Text block -
- Opening Delimiter -

WASHINGTON (DTN) -- Nearest delivery oil futures on the New York Mercantile Exchange and Brent crude traded on the Intercontinental Exchange pushed higher in afternoon trade Wednesday as market participants balanced signs of faster economic growth against rising inflation. All 12 Federal Reserve districts reported supply bottlenecks and lack of available labor as a sign of a potential shortfall in meeting demand in the coming months.
The U.S. economy expanded at a moderate pace from early April to late May and at a somewhat faster rate than the prior period, according to the Federal Reserve's Beige Book released Wednesday afternoon. All 12 districts cited increased vaccination rates and relaxed social distancing measures were the main factors behind accelerated business activity, although supply chain bottlenecks and rising input costs have slowed that growth.
Despite shortfalls, factory output increased further in the reviewed period, propelled by strong consumer demand. This data point correlated well with an increase in the manufacturing index reported by the Institute of Supply Management Tuesday, which gained 0.5% from the previous month to 61.2%.
Staffing levels increased at a relatively steady pace with two-thirds of the Fed districts reporting modest employment growth over the reporting period and the remainder indicating employment gains were moderate.

- Closing Delimiter -

Dataset content -
- Opening Delimiter -

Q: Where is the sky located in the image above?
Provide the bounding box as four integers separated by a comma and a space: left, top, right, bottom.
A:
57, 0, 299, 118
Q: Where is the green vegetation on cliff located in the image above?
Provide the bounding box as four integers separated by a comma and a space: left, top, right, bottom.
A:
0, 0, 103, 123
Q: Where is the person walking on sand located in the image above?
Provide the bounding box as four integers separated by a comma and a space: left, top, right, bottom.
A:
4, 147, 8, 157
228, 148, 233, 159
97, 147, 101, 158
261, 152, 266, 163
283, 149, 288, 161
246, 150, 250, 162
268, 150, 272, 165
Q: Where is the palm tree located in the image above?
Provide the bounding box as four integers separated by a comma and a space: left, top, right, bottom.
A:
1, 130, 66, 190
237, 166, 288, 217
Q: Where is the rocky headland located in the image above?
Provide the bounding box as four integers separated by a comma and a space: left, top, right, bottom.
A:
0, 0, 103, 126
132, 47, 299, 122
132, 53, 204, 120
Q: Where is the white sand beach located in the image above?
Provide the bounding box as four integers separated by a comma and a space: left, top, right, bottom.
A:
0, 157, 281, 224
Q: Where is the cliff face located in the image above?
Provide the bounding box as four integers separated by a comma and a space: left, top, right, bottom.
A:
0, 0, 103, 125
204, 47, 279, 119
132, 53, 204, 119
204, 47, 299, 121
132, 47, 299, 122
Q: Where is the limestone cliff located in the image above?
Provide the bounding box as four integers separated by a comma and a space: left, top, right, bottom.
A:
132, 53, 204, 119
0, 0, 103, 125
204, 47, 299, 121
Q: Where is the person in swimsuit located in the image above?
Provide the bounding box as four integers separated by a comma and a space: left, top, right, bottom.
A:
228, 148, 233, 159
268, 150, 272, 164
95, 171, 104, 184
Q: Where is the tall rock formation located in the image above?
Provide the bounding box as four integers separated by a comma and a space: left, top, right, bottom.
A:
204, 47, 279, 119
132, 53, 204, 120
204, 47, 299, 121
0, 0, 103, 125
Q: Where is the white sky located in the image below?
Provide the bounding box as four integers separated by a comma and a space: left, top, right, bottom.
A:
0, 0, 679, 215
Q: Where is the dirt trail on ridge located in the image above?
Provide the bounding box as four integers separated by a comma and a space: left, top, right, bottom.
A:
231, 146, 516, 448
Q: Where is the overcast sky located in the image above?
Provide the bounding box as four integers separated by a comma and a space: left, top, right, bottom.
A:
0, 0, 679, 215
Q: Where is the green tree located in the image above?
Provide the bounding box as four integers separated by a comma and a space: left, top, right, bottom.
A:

- Closing Delimiter -

Tasks to perform -
A. Answer these from the oil market report:
(i) According to the Beige Book, over what period did the U.S. economy expand at a moderate pace?
(ii) What level did the Institute of Supply Management's manufacturing index reach?
(iii) What share of the Fed districts reported modest employment growth?
B. Write the next part of the oil market report, picking up after its last paragraph.

Solved problems -
A.
(i) From early April to late May.
(ii) 61.2%, a gain of 0.5% from the previous month.
(iii) Two-thirds.

B.
The labor market has been slow to recover from the pandemic's recession-level job losses compared to other sectors of the economy, with April's employment report badly missing the mark with a mere 277,000 new jobs added. Friday's nonfarm payroll report from the U.S. Labor Department will provide the first indication of whether the hiring slowdown seen in April was a one-month phenomenon, as some economists suspect, or a growing challenge for policymakers. Economists call on the U.S. economy to have added 645,000 new jobs in May, with a wide range in expectations from 400,000 to 950,000.
Should new hiring improve in May, that would move the Fed closer to its mandate in supporting employment and allow the central bank to consider scaling back its $120 billion in monthly purchases of Treasury and mortgage-backed bonds.
On Thursday, investors will glean intelligence from ADP's private payroll report due out 8:15 a.m. EDT, closely followed by the Labor Department's weekly unemployment claims data set for publication at 8:30 a.m. EDT.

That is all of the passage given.